[Location identification entries]

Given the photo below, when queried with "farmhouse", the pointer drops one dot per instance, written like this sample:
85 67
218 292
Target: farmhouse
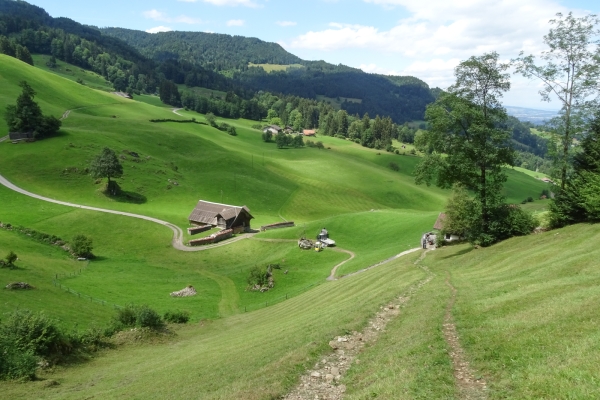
274 129
439 225
222 216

» Aim
Please find every line in the entries above that contains the string "farmhouse", and copy each of those lines. Case counts.

» Exercise output
Given the photo below, when queried with "farmhouse", the pointer drops one dot per instance, written like this sample:
Target: farmhouse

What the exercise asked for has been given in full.